- What is being asked
Arrange the material from the line with "request: segment every instance of the <item>wooden railing" to the line with "[[[84,249],[75,249],[75,285],[84,285]]]" as a Markdown table with the columns Row and Line. Number each line in order and skip any blank ones.

- Contour labeling items

··········

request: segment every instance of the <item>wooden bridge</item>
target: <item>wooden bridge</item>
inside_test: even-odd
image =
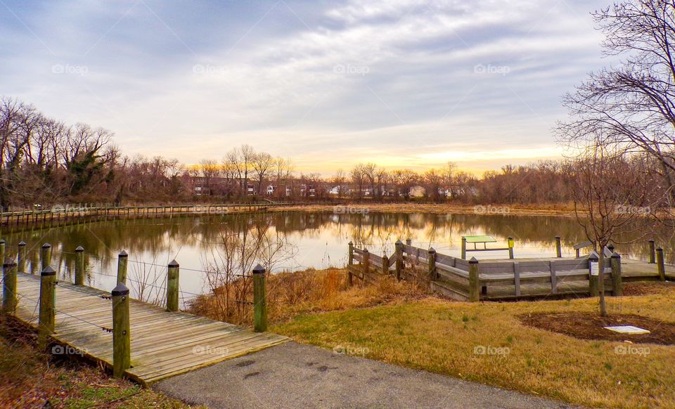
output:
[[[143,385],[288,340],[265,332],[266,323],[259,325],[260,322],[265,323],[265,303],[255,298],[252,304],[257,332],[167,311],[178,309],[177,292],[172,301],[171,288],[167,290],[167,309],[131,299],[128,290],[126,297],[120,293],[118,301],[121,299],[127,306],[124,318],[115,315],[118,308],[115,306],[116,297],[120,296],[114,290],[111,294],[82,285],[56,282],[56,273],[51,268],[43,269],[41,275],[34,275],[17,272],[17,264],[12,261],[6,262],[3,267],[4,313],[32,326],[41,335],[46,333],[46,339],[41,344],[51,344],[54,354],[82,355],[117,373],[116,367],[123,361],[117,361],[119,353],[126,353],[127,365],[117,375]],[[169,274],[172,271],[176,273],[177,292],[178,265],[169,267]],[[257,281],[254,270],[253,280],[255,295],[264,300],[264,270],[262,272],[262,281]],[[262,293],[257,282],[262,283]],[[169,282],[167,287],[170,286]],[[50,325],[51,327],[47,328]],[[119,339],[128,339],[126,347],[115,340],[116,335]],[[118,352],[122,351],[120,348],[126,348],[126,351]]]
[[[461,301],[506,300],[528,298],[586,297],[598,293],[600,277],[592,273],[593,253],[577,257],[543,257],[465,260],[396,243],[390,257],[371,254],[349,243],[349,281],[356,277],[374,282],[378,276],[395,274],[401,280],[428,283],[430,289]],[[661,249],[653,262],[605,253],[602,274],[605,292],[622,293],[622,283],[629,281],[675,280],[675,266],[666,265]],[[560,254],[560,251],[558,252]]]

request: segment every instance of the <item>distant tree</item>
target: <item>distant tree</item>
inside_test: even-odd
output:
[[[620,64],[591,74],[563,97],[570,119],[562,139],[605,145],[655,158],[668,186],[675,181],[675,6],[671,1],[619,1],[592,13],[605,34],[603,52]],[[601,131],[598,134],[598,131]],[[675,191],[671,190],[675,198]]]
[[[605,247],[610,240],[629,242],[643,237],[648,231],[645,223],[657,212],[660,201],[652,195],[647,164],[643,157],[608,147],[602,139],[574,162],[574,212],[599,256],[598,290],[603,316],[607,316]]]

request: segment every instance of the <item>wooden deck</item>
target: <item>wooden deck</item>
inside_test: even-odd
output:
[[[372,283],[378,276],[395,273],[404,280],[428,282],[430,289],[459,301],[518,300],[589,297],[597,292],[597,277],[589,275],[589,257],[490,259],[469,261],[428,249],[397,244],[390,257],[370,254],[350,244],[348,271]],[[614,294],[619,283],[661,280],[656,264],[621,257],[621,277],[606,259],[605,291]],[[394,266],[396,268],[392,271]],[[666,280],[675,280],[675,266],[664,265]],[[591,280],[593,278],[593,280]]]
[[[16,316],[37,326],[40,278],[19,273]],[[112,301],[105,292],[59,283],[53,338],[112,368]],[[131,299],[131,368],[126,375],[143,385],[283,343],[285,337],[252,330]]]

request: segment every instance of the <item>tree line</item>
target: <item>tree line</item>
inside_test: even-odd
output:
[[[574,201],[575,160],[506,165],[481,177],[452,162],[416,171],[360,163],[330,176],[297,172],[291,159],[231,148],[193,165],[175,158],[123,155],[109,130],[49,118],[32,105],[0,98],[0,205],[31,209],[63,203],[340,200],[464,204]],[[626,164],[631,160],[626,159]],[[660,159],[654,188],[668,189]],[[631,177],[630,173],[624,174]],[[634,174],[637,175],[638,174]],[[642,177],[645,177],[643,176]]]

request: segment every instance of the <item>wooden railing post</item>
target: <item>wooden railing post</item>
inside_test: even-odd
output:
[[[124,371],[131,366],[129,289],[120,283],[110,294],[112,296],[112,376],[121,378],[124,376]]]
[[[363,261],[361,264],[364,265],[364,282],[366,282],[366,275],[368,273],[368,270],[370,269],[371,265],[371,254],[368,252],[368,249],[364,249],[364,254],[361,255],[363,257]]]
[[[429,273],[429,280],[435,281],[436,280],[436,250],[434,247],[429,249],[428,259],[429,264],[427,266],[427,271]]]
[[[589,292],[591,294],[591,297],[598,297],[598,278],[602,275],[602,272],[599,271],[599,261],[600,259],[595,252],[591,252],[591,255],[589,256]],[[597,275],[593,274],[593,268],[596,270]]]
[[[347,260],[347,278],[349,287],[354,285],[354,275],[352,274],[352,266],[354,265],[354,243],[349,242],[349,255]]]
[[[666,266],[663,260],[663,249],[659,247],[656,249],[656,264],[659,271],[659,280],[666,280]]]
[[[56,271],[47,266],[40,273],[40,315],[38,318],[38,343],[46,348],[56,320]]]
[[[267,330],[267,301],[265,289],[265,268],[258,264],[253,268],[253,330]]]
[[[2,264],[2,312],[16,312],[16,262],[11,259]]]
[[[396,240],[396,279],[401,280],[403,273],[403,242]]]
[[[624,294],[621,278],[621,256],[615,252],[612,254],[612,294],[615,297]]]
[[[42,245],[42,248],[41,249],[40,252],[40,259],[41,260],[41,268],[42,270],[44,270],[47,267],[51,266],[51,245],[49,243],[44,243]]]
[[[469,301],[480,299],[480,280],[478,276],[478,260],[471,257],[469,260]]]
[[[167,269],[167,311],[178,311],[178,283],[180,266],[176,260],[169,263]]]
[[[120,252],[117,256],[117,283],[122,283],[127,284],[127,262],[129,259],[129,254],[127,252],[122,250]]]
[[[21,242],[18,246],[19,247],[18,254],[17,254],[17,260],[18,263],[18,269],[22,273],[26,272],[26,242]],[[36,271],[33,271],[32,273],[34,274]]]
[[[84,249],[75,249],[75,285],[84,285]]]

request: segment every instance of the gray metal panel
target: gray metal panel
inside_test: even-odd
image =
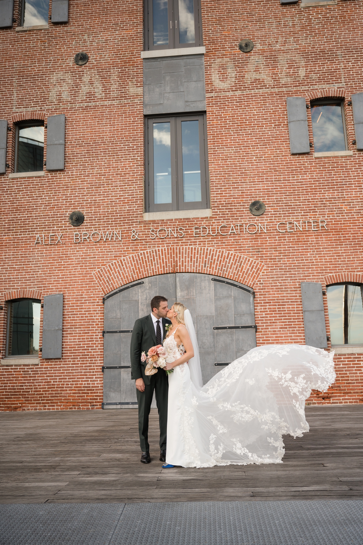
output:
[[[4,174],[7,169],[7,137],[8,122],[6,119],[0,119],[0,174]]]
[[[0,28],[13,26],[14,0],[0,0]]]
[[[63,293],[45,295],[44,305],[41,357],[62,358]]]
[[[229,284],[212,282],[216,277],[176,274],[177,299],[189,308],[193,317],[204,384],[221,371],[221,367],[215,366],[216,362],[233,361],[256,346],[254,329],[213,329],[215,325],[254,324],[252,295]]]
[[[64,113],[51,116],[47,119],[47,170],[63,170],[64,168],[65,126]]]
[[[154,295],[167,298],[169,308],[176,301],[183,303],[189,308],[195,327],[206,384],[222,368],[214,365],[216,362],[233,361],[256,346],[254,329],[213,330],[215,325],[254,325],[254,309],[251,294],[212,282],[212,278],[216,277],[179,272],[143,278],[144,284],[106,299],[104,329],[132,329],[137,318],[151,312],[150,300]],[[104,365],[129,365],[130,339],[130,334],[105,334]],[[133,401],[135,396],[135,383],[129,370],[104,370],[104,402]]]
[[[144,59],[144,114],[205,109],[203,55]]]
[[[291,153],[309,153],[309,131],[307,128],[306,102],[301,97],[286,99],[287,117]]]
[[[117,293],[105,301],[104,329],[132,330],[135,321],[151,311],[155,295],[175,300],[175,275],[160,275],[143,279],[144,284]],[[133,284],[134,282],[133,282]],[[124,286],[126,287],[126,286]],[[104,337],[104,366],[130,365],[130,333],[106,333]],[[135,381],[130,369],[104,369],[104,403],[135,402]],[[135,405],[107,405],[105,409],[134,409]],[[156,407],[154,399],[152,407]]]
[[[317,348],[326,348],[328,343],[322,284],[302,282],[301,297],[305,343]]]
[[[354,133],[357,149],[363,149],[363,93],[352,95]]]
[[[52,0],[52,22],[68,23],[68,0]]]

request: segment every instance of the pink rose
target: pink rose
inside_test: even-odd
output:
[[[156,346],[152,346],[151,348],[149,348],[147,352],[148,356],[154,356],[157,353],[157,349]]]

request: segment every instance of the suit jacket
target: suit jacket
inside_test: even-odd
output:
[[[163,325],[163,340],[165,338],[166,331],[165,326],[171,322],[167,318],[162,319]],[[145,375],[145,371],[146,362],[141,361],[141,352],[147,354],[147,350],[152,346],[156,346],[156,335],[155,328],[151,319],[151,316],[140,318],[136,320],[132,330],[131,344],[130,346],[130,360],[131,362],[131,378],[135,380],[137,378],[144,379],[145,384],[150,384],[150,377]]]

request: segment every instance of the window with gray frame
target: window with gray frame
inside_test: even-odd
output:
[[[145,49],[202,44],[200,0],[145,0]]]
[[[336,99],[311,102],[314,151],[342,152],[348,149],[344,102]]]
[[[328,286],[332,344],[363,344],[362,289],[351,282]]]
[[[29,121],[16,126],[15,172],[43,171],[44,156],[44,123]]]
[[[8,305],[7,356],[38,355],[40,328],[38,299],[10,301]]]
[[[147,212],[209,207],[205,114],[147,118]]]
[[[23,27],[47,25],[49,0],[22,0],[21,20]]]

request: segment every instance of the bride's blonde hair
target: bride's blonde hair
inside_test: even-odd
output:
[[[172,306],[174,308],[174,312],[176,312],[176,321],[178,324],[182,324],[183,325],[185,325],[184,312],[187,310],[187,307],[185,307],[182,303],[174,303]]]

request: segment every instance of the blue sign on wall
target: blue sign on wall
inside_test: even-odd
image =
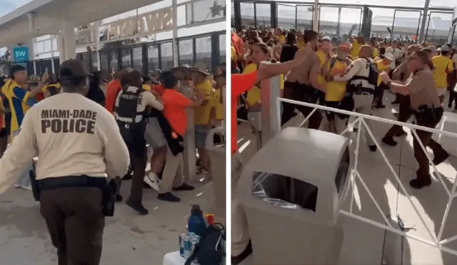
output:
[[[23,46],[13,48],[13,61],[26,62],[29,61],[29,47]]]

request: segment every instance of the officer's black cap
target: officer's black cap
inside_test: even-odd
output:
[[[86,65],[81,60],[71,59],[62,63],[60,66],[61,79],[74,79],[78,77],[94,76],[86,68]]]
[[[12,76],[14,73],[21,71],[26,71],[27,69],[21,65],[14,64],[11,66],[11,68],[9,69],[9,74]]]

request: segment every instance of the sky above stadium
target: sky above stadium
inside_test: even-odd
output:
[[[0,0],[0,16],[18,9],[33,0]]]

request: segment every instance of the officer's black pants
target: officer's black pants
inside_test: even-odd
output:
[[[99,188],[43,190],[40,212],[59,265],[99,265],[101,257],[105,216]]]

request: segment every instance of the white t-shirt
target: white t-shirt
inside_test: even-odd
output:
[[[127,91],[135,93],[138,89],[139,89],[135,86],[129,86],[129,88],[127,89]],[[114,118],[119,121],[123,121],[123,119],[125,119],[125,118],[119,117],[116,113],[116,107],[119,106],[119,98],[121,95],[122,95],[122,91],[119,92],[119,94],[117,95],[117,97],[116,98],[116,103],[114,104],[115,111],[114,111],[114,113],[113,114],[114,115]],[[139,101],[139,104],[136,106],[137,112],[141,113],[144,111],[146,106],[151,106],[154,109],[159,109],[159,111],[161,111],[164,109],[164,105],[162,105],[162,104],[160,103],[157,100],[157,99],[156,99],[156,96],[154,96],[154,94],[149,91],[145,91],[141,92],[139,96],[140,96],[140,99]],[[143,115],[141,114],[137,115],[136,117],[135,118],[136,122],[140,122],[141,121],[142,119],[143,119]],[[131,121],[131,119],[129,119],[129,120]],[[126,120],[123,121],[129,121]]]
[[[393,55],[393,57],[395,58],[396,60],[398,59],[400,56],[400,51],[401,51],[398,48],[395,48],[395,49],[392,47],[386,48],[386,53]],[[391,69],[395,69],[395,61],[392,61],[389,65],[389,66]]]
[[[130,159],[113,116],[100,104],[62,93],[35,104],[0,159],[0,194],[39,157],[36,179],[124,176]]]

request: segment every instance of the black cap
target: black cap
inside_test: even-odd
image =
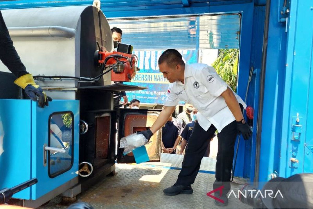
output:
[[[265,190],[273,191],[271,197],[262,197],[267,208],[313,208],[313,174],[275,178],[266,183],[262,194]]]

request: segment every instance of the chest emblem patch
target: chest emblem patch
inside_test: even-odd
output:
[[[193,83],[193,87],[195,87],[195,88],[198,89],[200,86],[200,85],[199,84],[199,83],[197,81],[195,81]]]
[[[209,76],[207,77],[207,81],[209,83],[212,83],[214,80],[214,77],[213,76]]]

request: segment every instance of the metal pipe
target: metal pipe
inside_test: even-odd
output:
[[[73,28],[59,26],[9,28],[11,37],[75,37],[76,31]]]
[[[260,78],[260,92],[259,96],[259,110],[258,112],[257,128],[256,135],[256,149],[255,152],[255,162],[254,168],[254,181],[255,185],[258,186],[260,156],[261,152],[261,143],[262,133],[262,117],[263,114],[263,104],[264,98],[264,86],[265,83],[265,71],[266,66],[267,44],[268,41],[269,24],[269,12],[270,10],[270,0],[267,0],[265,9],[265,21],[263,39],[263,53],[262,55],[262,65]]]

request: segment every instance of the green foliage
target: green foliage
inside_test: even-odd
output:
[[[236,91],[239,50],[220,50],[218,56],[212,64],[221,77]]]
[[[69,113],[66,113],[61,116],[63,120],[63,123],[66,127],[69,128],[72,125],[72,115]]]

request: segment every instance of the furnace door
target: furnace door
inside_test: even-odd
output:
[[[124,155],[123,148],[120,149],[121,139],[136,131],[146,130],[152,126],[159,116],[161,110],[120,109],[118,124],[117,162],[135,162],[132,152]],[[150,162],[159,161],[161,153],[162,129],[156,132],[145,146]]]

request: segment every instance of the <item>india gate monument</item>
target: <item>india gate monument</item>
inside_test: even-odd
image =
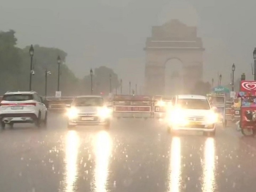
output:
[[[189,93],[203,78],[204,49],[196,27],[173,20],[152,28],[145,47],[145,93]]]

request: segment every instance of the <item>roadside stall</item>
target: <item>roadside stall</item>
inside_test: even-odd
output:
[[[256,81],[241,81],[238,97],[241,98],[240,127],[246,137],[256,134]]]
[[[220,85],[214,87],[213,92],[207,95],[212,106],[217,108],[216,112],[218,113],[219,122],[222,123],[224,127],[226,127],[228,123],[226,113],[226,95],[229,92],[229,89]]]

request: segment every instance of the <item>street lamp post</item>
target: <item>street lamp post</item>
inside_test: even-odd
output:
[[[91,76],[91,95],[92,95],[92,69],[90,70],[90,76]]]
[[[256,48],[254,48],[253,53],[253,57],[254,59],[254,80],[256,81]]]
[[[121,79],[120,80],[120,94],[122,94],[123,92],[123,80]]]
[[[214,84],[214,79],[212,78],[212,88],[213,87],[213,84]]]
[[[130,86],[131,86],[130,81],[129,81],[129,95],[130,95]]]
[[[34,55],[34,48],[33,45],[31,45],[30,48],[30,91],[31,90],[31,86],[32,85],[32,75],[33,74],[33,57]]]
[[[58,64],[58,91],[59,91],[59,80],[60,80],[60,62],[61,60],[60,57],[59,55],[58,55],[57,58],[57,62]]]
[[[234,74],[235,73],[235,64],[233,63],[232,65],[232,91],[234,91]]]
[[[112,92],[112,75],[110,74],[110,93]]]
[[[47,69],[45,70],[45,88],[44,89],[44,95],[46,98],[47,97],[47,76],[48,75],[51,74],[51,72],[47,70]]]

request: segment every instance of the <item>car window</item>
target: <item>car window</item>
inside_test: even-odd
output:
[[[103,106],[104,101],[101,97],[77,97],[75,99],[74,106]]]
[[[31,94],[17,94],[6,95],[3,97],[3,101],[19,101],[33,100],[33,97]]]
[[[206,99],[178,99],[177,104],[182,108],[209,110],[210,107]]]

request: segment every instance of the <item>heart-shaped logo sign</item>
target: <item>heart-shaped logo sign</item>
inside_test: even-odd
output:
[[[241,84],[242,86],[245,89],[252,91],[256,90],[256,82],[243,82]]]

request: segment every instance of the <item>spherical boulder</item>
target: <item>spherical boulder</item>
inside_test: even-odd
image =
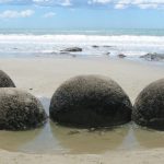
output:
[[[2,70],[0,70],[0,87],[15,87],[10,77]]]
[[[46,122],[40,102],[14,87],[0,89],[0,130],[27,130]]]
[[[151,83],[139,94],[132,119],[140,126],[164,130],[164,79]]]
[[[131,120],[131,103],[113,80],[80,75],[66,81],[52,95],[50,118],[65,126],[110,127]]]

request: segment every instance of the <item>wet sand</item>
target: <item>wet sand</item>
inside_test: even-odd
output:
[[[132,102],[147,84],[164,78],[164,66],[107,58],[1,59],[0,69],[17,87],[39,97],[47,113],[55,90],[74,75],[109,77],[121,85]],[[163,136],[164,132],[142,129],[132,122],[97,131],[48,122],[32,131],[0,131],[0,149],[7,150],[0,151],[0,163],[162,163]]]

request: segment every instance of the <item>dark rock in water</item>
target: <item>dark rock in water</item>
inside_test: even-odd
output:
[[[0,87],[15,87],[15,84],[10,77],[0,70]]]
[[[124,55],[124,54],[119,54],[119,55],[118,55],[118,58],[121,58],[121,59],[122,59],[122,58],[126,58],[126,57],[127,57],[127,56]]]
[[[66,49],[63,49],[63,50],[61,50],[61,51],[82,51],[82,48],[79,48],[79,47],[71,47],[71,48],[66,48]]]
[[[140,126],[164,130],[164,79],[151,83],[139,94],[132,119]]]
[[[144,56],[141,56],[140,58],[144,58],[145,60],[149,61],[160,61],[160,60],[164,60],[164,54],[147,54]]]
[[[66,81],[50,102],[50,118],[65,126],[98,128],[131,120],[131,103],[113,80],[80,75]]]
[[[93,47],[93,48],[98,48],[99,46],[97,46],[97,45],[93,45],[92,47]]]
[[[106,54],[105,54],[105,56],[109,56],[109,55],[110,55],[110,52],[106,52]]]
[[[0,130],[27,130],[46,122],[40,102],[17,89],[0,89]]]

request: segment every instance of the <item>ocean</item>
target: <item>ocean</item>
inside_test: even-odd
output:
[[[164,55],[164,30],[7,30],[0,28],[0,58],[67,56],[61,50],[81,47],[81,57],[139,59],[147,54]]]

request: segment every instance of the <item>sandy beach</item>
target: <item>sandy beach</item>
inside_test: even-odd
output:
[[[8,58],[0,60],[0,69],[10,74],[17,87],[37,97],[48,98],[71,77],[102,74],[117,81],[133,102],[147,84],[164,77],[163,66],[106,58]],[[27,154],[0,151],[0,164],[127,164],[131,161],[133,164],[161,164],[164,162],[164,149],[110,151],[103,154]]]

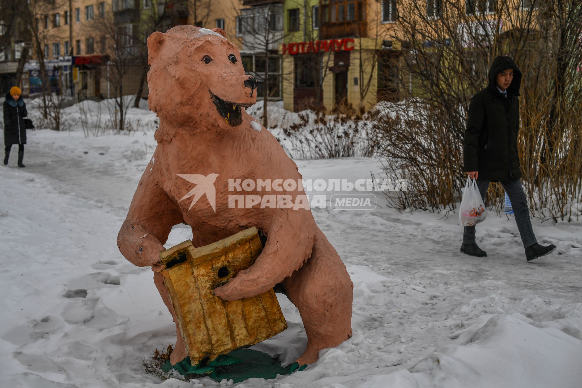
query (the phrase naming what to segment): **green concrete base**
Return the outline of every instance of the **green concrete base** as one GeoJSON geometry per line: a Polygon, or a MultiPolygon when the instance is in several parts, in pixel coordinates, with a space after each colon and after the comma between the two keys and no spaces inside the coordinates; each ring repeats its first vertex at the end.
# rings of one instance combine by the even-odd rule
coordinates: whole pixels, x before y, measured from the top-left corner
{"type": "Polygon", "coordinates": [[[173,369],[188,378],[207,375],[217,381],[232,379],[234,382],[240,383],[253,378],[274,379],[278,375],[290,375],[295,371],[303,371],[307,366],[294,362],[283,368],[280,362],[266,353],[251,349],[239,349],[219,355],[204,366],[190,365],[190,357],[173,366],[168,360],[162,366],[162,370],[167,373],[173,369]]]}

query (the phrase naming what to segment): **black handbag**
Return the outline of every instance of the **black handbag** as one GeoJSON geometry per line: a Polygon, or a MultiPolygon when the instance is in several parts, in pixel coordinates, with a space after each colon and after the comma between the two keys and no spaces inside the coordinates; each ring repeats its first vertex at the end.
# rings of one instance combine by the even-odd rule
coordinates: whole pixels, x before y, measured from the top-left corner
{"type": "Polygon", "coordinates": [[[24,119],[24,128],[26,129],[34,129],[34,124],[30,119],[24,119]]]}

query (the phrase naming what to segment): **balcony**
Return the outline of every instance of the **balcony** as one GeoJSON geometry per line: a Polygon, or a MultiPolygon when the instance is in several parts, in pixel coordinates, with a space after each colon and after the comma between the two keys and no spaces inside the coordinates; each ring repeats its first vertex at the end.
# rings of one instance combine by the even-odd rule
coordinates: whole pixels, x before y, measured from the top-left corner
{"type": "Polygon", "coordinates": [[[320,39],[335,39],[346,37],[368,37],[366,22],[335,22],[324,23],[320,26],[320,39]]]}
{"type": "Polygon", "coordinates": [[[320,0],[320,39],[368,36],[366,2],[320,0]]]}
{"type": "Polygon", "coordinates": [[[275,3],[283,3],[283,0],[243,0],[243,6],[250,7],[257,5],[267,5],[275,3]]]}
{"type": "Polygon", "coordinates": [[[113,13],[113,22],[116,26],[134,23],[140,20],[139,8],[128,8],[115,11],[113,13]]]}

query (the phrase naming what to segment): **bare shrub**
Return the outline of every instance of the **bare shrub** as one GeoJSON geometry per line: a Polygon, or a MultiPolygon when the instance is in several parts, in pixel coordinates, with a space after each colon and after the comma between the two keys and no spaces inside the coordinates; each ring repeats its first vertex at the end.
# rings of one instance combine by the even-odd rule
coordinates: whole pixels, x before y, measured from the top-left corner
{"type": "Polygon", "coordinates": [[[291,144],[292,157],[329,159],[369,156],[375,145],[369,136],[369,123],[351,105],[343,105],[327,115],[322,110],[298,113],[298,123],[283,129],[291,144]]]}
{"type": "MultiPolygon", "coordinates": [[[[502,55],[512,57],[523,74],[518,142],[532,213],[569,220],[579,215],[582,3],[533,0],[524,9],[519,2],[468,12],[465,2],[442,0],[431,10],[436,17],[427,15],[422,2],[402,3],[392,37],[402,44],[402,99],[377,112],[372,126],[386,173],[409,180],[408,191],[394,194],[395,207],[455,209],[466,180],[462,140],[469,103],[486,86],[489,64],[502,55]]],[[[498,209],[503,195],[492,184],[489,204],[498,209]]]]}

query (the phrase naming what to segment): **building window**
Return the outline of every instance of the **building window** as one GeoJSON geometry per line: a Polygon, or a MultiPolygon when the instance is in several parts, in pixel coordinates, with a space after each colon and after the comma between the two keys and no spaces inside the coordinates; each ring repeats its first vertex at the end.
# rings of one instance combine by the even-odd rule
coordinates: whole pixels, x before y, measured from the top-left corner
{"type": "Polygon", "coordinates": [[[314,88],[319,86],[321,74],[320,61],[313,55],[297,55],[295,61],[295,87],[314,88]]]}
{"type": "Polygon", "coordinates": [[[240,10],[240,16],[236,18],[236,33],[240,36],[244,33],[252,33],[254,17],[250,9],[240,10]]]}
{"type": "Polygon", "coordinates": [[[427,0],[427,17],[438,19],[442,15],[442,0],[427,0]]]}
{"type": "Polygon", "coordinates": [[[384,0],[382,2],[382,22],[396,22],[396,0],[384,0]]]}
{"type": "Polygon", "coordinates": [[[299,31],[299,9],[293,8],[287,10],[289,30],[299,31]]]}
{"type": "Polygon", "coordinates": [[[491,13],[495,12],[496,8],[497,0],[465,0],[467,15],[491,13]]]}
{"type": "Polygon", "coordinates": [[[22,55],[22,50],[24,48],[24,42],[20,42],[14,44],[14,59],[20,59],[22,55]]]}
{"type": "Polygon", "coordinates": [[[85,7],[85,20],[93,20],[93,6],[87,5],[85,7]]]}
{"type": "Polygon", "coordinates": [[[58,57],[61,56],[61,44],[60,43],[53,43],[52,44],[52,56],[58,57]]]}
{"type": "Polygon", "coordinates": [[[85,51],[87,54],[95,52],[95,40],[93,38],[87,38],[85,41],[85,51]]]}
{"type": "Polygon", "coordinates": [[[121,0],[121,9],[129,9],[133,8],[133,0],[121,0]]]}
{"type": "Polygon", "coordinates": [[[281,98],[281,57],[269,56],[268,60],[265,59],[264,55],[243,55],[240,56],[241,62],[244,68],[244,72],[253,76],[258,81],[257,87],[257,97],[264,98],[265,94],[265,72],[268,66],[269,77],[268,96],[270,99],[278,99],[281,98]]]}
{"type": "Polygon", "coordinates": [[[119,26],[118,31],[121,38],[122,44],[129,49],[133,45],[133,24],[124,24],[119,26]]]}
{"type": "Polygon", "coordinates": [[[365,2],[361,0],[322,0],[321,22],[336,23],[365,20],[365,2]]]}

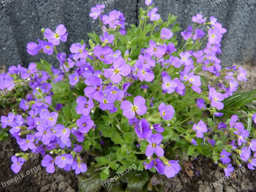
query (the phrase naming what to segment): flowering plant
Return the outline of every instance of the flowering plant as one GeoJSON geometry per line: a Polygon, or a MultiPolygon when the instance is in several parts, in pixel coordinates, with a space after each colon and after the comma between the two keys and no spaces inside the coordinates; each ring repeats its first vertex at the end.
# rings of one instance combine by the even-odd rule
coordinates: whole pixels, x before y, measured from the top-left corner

··········

- Solution to this problem
| Row | Line |
|---|---|
| 1 | request: segment every instance of the <item>wooden railing post</item> |
| 2 | target: <item>wooden railing post</item> |
| 3 | inside_test: even-odd |
| 4 | output: |
| 5 | [[[124,371],[131,366],[129,289],[120,283],[110,294],[112,296],[112,376],[121,378],[124,376]]] |
| 6 | [[[363,261],[361,264],[364,265],[364,282],[366,282],[366,275],[368,273],[368,270],[370,269],[371,265],[371,254],[368,252],[368,249],[364,249],[364,254],[361,255],[363,257]]] |
| 7 | [[[429,273],[429,280],[435,281],[436,280],[436,250],[434,247],[429,249],[428,259],[429,264],[427,266],[427,271]]] |
| 8 | [[[589,292],[591,294],[591,297],[598,297],[598,278],[602,275],[602,272],[599,271],[599,261],[600,259],[595,252],[591,252],[591,255],[589,256]],[[597,275],[593,274],[593,268],[596,270]]] |
| 9 | [[[347,260],[347,278],[349,287],[354,285],[354,275],[352,274],[352,266],[354,265],[354,243],[349,242],[349,255]]] |
| 10 | [[[666,266],[663,260],[663,249],[659,247],[656,249],[656,264],[659,271],[659,280],[666,280]]] |
| 11 | [[[56,271],[47,266],[40,273],[40,315],[38,318],[38,343],[46,348],[56,320]]] |
| 12 | [[[267,330],[267,301],[265,289],[265,268],[258,264],[253,268],[253,330]]] |
| 13 | [[[2,264],[2,312],[16,312],[16,262],[11,259]]] |
| 14 | [[[396,240],[396,279],[401,280],[403,273],[403,242]]] |
| 15 | [[[624,294],[621,278],[621,256],[615,252],[612,254],[612,294],[615,297]]] |
| 16 | [[[42,245],[42,248],[41,249],[40,252],[40,259],[41,260],[41,268],[42,270],[44,270],[47,267],[51,266],[51,245],[49,243],[44,243]]] |
| 17 | [[[469,301],[480,299],[480,280],[478,276],[478,260],[471,257],[469,260]]] |
| 18 | [[[167,269],[167,311],[178,311],[178,283],[180,266],[176,260],[169,263]]] |
| 19 | [[[120,252],[117,256],[117,283],[122,283],[127,284],[127,262],[129,259],[129,254],[127,252],[122,250]]] |
| 20 | [[[21,242],[18,246],[19,247],[18,254],[17,254],[17,260],[18,263],[18,269],[22,273],[26,272],[26,242]],[[36,271],[33,271],[32,273],[34,274]]] |
| 21 | [[[84,249],[75,249],[75,285],[84,285]]] |